Location identification entries

• • • •

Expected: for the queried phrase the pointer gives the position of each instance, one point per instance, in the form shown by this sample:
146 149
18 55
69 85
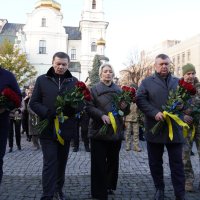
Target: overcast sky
133 24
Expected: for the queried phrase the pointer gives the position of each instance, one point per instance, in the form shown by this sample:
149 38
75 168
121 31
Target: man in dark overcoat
47 87
151 96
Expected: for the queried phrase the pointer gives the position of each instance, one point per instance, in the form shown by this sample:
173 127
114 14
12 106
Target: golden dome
49 4
101 41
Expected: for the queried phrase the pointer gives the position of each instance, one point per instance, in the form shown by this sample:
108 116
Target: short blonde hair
106 65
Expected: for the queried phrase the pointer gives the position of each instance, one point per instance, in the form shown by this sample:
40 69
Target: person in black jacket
105 146
152 94
7 79
47 87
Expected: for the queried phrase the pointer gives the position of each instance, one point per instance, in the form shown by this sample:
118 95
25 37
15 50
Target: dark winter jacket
101 104
8 80
151 96
42 102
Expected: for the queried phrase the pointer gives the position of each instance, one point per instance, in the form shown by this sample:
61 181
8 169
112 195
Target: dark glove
69 111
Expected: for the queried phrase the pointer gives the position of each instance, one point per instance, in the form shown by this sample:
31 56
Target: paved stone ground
22 175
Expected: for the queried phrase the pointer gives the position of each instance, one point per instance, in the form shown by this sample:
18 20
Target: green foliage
94 73
16 62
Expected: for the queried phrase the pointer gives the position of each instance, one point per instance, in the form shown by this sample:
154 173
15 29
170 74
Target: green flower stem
157 127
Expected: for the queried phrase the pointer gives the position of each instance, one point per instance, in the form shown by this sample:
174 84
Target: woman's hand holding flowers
106 119
123 105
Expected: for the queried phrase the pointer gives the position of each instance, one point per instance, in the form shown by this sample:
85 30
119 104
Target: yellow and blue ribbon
113 122
167 117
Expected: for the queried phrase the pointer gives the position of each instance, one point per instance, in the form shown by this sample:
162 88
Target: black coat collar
51 73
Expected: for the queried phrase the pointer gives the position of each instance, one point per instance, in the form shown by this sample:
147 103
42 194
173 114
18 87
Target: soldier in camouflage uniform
132 126
189 174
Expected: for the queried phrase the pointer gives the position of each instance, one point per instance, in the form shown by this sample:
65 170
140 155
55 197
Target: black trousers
4 129
15 127
155 154
83 124
104 167
54 163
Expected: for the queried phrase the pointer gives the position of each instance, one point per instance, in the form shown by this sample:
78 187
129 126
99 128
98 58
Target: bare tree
136 71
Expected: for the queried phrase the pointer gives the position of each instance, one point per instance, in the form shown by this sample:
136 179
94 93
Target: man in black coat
151 96
7 80
47 87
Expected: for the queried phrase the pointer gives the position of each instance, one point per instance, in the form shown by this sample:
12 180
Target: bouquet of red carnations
176 101
72 98
9 99
127 96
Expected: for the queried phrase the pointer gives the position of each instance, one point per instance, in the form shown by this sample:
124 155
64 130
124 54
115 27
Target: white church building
44 34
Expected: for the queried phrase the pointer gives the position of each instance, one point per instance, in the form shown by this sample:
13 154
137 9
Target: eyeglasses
63 64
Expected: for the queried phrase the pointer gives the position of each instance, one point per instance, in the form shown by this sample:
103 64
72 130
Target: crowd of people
104 145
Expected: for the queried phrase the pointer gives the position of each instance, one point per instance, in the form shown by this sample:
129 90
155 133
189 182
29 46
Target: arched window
93 47
43 22
42 46
93 4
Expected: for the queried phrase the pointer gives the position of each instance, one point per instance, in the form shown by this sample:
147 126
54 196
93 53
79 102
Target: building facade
44 34
180 53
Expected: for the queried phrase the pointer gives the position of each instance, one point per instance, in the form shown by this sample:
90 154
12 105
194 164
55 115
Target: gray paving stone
22 175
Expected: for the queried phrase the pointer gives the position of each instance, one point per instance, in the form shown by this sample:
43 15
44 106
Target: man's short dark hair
61 55
162 56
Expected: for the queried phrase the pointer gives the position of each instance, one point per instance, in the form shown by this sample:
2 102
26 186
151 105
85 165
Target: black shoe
75 149
110 192
87 148
181 198
59 196
10 150
159 195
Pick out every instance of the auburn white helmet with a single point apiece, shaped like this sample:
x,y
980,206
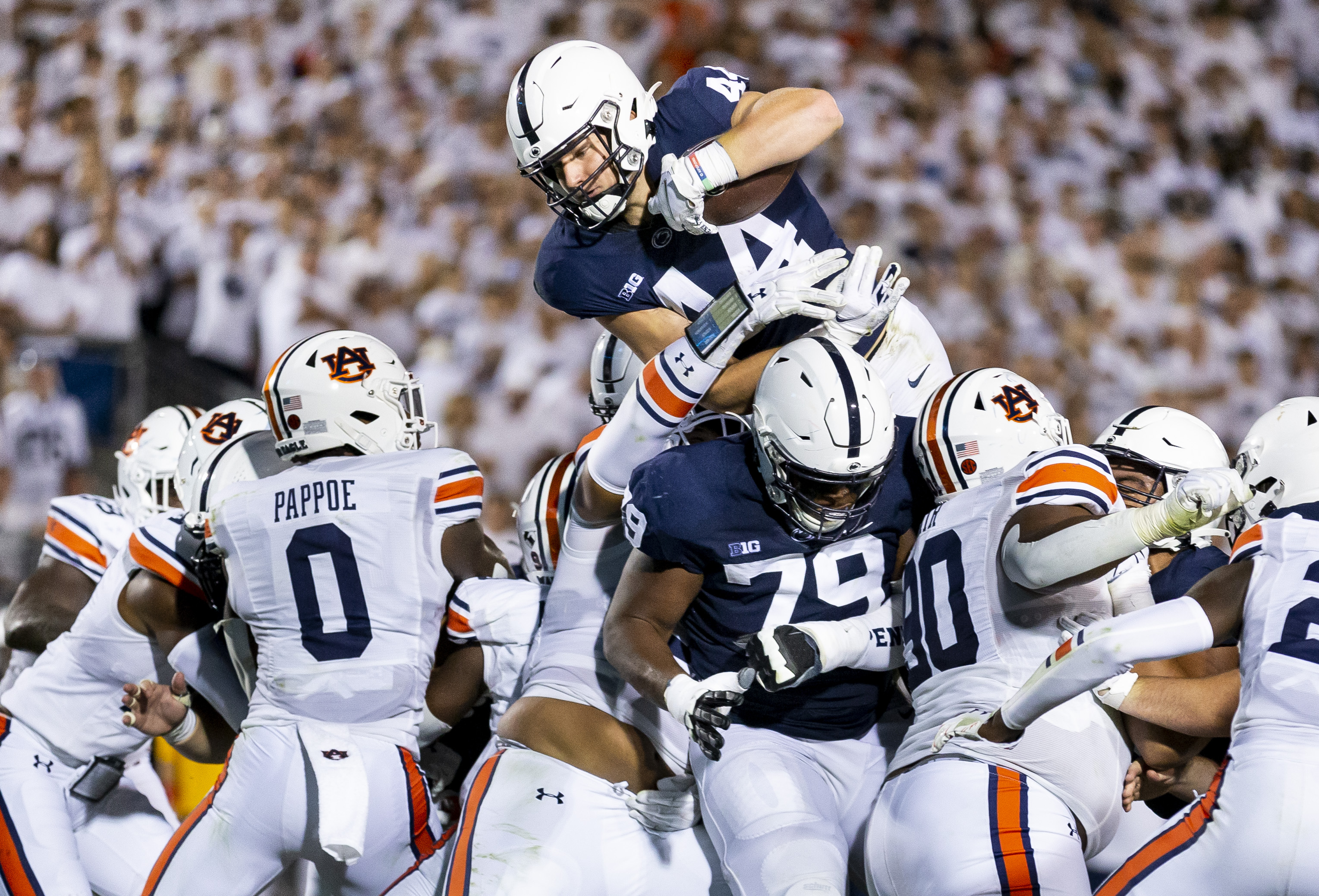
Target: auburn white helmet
x,y
214,429
343,388
1169,443
822,424
980,424
562,97
541,515
1278,461
614,370
148,460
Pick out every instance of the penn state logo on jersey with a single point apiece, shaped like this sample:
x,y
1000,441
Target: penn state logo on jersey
x,y
349,365
1017,403
221,428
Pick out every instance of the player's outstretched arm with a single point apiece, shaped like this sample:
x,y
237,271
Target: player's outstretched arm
x,y
649,602
1193,623
1049,545
47,605
184,720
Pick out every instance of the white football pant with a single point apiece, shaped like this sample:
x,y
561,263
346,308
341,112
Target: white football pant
x,y
785,814
963,828
536,827
52,843
1252,834
261,816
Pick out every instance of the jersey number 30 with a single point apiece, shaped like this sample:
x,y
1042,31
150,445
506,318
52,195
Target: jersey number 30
x,y
329,539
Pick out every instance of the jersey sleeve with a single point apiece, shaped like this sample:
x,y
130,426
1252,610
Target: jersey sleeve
x,y
86,532
152,548
458,489
652,518
1071,474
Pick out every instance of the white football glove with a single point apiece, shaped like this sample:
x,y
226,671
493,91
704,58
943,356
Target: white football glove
x,y
869,300
1202,495
1115,691
703,707
783,292
684,184
963,726
673,805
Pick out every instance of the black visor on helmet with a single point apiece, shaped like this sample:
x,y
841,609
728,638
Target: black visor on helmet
x,y
574,202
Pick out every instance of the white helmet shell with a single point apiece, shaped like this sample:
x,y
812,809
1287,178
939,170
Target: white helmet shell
x,y
541,515
148,460
1277,460
1171,443
343,388
614,370
562,95
822,421
979,425
209,434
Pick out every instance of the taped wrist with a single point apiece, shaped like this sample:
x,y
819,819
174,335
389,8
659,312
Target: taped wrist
x,y
713,165
1105,650
669,387
181,732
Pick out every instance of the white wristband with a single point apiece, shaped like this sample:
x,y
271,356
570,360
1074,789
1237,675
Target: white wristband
x,y
181,732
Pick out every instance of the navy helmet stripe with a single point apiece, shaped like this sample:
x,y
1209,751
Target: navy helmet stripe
x,y
854,409
523,118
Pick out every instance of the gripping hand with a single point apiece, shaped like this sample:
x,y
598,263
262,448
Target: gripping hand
x,y
703,707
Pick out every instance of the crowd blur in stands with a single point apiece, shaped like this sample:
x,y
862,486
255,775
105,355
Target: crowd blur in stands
x,y
1119,200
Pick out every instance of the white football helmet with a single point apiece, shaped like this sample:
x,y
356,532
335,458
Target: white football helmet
x,y
148,460
1277,460
214,429
343,388
979,425
541,515
560,98
1171,443
614,370
822,421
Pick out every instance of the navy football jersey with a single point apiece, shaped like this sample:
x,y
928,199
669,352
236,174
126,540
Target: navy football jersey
x,y
593,275
1187,568
703,509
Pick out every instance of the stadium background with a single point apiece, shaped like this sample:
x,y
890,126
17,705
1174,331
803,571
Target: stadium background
x,y
1119,200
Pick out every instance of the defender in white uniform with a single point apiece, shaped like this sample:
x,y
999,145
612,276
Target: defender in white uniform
x,y
341,568
982,607
1255,828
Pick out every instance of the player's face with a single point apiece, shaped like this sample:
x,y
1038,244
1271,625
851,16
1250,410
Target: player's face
x,y
585,167
1133,478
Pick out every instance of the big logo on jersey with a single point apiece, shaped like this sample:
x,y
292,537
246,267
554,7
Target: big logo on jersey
x,y
1017,403
221,428
343,362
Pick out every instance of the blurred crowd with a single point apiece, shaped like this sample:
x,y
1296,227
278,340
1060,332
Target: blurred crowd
x,y
1116,198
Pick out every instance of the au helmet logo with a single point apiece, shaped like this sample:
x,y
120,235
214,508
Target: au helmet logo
x,y
221,428
343,362
1017,403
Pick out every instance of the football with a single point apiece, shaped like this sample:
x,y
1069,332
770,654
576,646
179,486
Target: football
x,y
749,196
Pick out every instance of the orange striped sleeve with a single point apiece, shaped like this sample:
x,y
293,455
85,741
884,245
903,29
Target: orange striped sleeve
x,y
660,393
74,543
156,565
1065,473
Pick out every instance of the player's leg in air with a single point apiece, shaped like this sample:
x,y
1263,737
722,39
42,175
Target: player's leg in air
x,y
765,536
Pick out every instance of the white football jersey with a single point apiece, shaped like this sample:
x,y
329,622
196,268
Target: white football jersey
x,y
336,566
502,615
1278,713
72,695
974,636
86,532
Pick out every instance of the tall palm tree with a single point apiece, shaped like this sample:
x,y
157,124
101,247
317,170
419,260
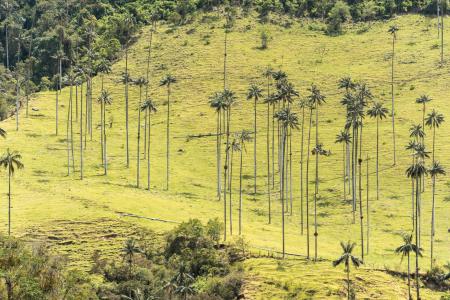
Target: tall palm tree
x,y
316,99
129,250
416,171
434,120
435,170
243,137
229,99
378,112
149,107
11,160
168,81
348,259
303,104
140,82
104,99
393,31
268,75
405,250
218,104
344,138
254,93
288,120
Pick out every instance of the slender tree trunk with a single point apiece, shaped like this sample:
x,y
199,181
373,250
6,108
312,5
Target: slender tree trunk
x,y
126,105
240,192
138,167
417,239
148,149
268,162
301,173
254,152
283,142
409,278
226,174
307,184
316,233
81,132
231,192
367,204
377,166
392,95
9,199
167,138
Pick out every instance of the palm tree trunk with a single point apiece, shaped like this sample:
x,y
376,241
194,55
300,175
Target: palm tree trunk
x,y
409,277
392,95
9,199
268,162
126,105
254,152
307,184
81,132
283,142
138,168
377,166
167,138
148,149
316,192
240,192
367,203
417,239
226,174
301,171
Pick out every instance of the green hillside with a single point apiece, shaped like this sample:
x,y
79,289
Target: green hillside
x,y
79,216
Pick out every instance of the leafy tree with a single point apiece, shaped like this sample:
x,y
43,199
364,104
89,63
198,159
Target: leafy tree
x,y
339,14
104,100
11,160
393,32
288,120
405,250
140,82
255,93
378,112
168,81
348,259
149,107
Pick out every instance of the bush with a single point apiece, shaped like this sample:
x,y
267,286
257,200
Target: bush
x,y
339,14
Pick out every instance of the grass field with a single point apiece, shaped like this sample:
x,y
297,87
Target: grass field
x,y
80,216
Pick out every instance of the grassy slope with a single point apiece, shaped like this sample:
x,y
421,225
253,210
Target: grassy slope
x,y
48,203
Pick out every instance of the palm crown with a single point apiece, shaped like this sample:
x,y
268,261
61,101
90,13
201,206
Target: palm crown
x,y
378,111
11,161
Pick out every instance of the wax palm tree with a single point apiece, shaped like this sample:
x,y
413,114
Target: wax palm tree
x,y
416,171
344,138
405,250
254,93
434,120
229,99
129,250
104,99
348,259
149,107
11,161
393,31
288,120
140,82
168,81
216,102
378,112
436,170
243,137
316,99
303,104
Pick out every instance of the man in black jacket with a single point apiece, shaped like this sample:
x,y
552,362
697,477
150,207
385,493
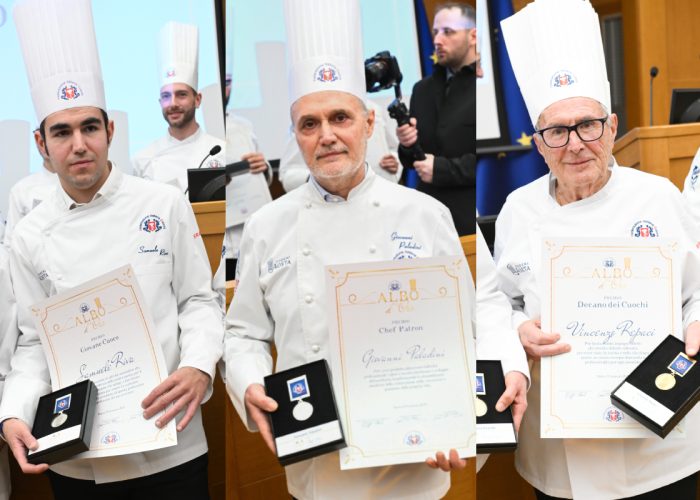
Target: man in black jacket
x,y
443,123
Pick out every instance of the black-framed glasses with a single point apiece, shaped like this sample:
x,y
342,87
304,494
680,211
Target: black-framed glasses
x,y
587,131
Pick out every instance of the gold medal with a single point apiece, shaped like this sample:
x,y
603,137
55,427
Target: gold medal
x,y
59,420
480,407
665,381
680,365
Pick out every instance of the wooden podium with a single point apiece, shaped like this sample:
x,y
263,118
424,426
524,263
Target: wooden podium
x,y
665,150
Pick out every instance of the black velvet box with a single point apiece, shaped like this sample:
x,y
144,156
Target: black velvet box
x,y
70,433
494,430
306,422
657,409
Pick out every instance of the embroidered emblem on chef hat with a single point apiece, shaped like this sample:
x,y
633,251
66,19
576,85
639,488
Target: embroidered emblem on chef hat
x,y
327,73
151,224
614,415
562,78
644,229
69,91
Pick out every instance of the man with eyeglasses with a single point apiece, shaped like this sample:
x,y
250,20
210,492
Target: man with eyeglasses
x,y
443,123
557,56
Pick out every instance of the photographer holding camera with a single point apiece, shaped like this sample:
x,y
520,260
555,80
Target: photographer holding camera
x,y
443,123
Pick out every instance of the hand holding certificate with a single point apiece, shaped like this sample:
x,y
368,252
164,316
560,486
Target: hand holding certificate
x,y
613,301
402,359
101,331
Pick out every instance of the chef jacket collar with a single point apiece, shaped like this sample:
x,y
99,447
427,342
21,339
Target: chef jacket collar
x,y
108,189
332,198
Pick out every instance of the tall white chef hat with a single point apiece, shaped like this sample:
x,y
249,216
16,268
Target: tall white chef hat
x,y
59,48
556,52
178,52
324,47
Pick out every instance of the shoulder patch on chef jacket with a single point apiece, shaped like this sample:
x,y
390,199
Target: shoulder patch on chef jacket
x,y
644,229
519,268
151,224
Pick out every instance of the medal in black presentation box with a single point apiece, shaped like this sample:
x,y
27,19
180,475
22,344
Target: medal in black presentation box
x,y
306,422
494,430
63,423
662,389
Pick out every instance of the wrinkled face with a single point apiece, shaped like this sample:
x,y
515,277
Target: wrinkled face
x,y
332,129
451,36
179,103
77,145
579,163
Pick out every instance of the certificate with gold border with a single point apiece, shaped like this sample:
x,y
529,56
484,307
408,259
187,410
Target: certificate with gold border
x,y
613,301
102,331
402,358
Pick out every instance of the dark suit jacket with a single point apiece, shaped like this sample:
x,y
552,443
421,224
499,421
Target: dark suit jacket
x,y
447,129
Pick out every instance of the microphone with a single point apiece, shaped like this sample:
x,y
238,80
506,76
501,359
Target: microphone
x,y
652,73
213,151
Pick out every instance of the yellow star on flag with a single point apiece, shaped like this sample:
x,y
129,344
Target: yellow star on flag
x,y
524,140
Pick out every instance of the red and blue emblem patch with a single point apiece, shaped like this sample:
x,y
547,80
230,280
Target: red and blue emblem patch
x,y
151,224
644,229
69,91
562,78
326,73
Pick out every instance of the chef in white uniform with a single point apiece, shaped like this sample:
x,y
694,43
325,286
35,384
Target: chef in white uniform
x,y
185,145
556,51
26,194
381,154
691,187
96,220
8,340
346,213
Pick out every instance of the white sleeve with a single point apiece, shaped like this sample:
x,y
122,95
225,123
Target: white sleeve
x,y
495,337
249,327
8,318
293,170
29,377
200,316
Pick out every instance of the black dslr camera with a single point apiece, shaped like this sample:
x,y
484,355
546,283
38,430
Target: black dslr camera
x,y
382,72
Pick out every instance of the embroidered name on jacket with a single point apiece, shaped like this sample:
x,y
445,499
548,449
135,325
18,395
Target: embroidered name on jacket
x,y
518,269
274,264
406,246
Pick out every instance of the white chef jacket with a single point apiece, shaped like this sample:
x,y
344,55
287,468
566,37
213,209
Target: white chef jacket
x,y
281,298
25,195
54,249
8,339
167,159
691,187
294,172
595,468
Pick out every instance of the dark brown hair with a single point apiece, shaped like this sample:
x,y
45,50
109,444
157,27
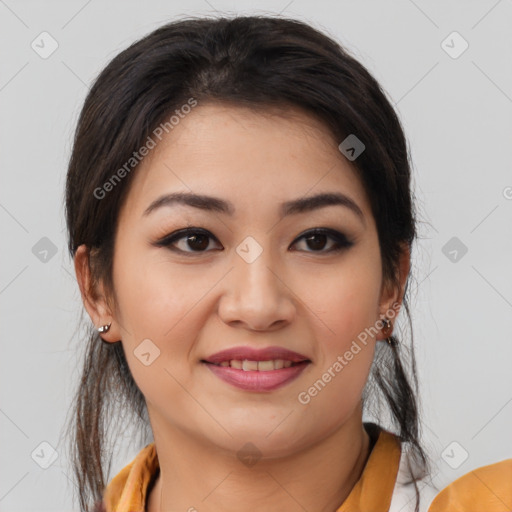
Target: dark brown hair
x,y
251,61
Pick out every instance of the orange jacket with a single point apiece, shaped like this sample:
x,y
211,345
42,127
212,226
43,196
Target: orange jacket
x,y
486,489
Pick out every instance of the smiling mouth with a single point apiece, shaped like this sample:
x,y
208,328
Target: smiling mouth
x,y
261,366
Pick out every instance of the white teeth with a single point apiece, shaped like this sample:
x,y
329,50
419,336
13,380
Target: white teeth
x,y
262,366
249,365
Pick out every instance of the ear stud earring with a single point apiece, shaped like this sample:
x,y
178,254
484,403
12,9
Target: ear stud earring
x,y
104,328
388,327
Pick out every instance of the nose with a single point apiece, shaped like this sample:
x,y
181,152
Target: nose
x,y
256,295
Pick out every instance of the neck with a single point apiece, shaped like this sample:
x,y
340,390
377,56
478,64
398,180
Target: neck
x,y
318,479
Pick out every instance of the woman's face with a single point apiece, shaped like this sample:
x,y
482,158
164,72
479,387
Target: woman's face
x,y
251,275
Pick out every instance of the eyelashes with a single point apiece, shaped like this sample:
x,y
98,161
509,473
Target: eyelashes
x,y
198,239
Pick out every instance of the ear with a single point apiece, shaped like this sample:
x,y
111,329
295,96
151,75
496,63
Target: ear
x,y
392,295
94,297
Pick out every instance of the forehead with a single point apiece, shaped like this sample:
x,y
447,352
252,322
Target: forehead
x,y
263,157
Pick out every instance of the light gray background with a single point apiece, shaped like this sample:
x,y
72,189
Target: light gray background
x,y
457,114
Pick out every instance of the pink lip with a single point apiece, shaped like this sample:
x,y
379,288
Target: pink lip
x,y
251,354
258,380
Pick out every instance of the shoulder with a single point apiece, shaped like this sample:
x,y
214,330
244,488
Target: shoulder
x,y
129,486
487,488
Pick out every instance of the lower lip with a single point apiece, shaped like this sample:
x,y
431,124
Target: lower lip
x,y
256,380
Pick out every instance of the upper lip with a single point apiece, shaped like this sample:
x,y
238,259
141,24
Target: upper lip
x,y
252,354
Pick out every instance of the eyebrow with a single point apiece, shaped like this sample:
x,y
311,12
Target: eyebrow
x,y
295,206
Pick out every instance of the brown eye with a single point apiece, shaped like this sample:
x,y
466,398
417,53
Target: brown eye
x,y
318,239
192,240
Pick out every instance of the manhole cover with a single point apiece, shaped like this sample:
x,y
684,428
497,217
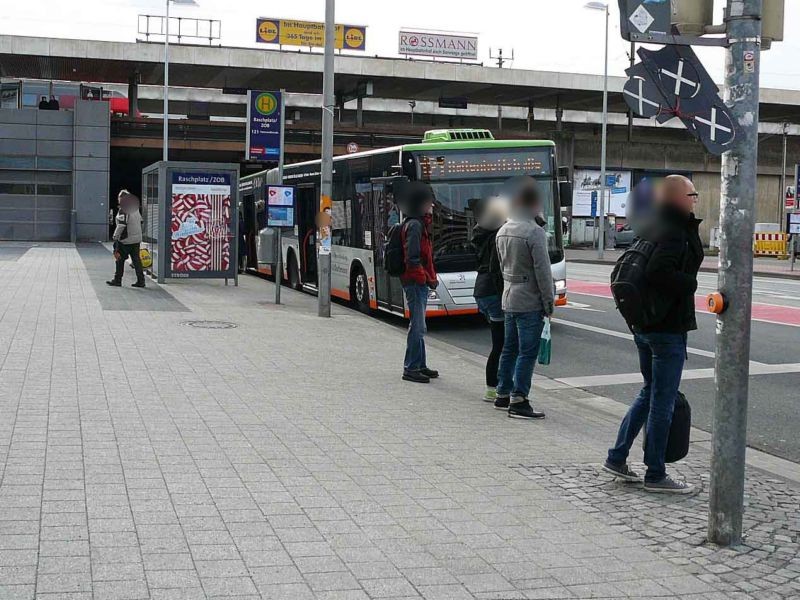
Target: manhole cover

• • • •

__Work instructions__:
Exclude all pictures and reproduce verbatim the lines running from the line that contains "Pick out every instance of the eyelashes" to the end of the data above, both ends included.

__Correct result__:
Pick out every instance of the eyelashes with a single point apiece, shaped like this sample:
x,y
98,161
509,473
Target: eyelashes
x,y
198,239
Pick out every instance of the ear with a single point apiece, shaped like this sample:
x,y
111,329
295,96
151,75
496,63
Target: ear
x,y
392,295
94,297
Pick out every instance of the forehead with a single point apiece, shaped like this sample:
x,y
447,352
252,322
Target: forehead
x,y
263,157
Pick out every instance of the light gray background with a single point apiece, shaped like this sample:
x,y
72,189
Target: light gray background
x,y
457,114
Pick out every instance of the pink lip with a single point apiece, shaped like this sample:
x,y
379,288
Target: pink lip
x,y
251,354
258,380
Pick out every instance of the shoulder with a single point apiece, shaped like this sample:
x,y
214,330
244,488
Target: shoulder
x,y
129,486
487,488
Pick out every instance of the lower lip with a single point apiece, shaped like this sample:
x,y
431,124
Target: lower lip
x,y
256,380
Pick out every instance of the upper lip with a single point apiece, shaped like this sample:
x,y
238,259
141,24
Target: upper lip
x,y
252,354
Pick out every instance of the eyebrow with a single point apiece, shaped like this sample:
x,y
311,12
Target: eyebrow
x,y
295,206
Pick out every instance of the brown eye with a single point apiece, shaped like this sample:
x,y
466,398
417,53
Target: brown eye
x,y
318,239
192,240
Pick out every instance of the manhole cover with a single point apiece, shaped like this sample:
x,y
684,428
497,217
Target: manhole cover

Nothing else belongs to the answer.